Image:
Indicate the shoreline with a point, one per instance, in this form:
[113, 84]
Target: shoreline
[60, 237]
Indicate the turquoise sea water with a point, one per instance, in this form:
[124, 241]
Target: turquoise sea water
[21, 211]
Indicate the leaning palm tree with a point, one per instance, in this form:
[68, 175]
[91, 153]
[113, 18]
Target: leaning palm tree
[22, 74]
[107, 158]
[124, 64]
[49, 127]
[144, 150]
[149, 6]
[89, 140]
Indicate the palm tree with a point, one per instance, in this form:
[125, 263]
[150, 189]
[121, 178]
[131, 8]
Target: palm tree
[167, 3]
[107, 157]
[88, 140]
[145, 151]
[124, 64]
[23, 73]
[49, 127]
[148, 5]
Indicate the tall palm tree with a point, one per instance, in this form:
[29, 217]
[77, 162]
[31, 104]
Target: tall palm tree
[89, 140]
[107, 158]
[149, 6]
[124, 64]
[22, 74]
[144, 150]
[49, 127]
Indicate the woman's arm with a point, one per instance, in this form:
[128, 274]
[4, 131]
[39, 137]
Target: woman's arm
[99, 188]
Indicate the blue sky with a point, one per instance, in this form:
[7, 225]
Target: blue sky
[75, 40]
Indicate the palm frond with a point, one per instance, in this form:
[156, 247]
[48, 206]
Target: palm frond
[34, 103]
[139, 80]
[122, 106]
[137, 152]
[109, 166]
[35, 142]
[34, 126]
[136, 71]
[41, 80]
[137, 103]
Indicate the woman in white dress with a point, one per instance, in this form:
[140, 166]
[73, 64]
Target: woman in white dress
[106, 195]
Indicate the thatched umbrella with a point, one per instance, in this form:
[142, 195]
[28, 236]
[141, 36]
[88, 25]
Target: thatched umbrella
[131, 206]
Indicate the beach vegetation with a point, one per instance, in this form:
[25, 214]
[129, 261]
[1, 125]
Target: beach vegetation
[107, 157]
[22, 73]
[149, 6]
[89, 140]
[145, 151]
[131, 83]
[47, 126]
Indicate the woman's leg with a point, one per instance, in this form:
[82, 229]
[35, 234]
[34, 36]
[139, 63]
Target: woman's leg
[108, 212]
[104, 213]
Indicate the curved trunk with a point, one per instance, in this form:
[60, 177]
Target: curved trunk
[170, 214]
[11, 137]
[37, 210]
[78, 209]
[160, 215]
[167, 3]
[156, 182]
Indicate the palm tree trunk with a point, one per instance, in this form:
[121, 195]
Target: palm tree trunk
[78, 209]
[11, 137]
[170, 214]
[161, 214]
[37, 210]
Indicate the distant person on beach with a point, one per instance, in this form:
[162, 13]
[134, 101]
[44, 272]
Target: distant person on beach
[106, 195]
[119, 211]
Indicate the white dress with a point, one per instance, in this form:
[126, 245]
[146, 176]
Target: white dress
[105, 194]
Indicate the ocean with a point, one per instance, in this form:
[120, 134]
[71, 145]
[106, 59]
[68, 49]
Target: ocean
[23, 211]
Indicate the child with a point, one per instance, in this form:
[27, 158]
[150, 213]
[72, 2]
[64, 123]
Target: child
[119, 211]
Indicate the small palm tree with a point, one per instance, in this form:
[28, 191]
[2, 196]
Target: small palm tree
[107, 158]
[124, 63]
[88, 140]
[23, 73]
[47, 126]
————
* Set problem: Copy out every line of the data above, word for word and in the same order, with no changes.

* Written solution:
Image:
Indicate the shoreline with a point, one per instance, in this form:
[113, 84]
Target: shoreline
[60, 237]
Indicate the turquoise sea water with a point, one per instance, in this form:
[124, 241]
Target: turquoise sea water
[21, 211]
Indicate the leaning palm tree with a point, one per instance, in this form:
[68, 175]
[91, 153]
[113, 18]
Target: leaning palm tree
[22, 74]
[107, 158]
[124, 64]
[49, 127]
[144, 150]
[149, 6]
[89, 140]
Indicate the palm tree with a point, one per instance, in this form:
[125, 263]
[150, 189]
[121, 178]
[131, 8]
Target: palm tree
[167, 3]
[107, 157]
[88, 140]
[145, 151]
[124, 64]
[23, 73]
[49, 127]
[148, 5]
Indicate the tall palm tree with a point, one per instance, in this form:
[29, 217]
[77, 162]
[31, 104]
Target: tall palm tree
[89, 140]
[107, 158]
[149, 6]
[124, 64]
[22, 74]
[144, 150]
[49, 127]
Indicate the woman's arm with a point, one per instance, in this form:
[128, 274]
[4, 131]
[39, 137]
Target: woman's arm
[99, 188]
Indicate the blue sky with a point, one per instance, in this form:
[7, 225]
Target: blue sky
[75, 40]
Indicate the palm frond with a point, one per instance, in this form:
[156, 247]
[48, 206]
Target: palm frond
[34, 103]
[139, 80]
[122, 106]
[137, 152]
[109, 166]
[35, 142]
[34, 126]
[136, 71]
[41, 80]
[137, 103]
Indicate the woman in white dress with a point, one per instance, in this form:
[140, 166]
[73, 64]
Target: woman in white dress
[106, 195]
Indicate the thatched umbrella with a point, one per instance, in this form:
[142, 195]
[28, 236]
[141, 36]
[88, 25]
Target: thatched umbrella
[131, 206]
Indicate the beach vegetation with a point, one per instance, in this form:
[25, 214]
[129, 261]
[1, 125]
Target: beach vegetation
[107, 157]
[22, 73]
[149, 6]
[89, 140]
[145, 151]
[131, 83]
[47, 126]
Indicate the woman's leg with a point, one per instance, in this form:
[82, 229]
[35, 234]
[34, 36]
[139, 63]
Target: woman's leg
[108, 212]
[104, 213]
Indicate the curved trunk with a point, one per instance, in this form:
[60, 177]
Target: curved trunk
[170, 214]
[11, 137]
[37, 210]
[78, 209]
[160, 215]
[167, 3]
[156, 182]
Indicate the palm tree trunk with a point, one per instance, in this form:
[121, 195]
Target: palm tree trunk
[78, 209]
[11, 137]
[170, 214]
[161, 214]
[37, 210]
Indicate the distant person on beach with a point, one per instance, in this form:
[162, 13]
[134, 101]
[44, 272]
Target: distant person on beach
[106, 195]
[119, 211]
Indicate the white dress with a point, one per instance, in this form:
[126, 245]
[146, 176]
Target: white dress
[105, 194]
Indicate the ocean with a point, one per instance, in this form:
[120, 134]
[71, 145]
[106, 59]
[68, 49]
Target: ocean
[23, 211]
Indicate the child with a point, one per instance, in this form:
[27, 158]
[150, 213]
[72, 2]
[64, 123]
Target: child
[119, 211]
Indicate the small palm tree with a point, one per instance, in this form:
[28, 191]
[2, 196]
Target: small palm tree
[107, 158]
[124, 63]
[88, 140]
[23, 73]
[47, 126]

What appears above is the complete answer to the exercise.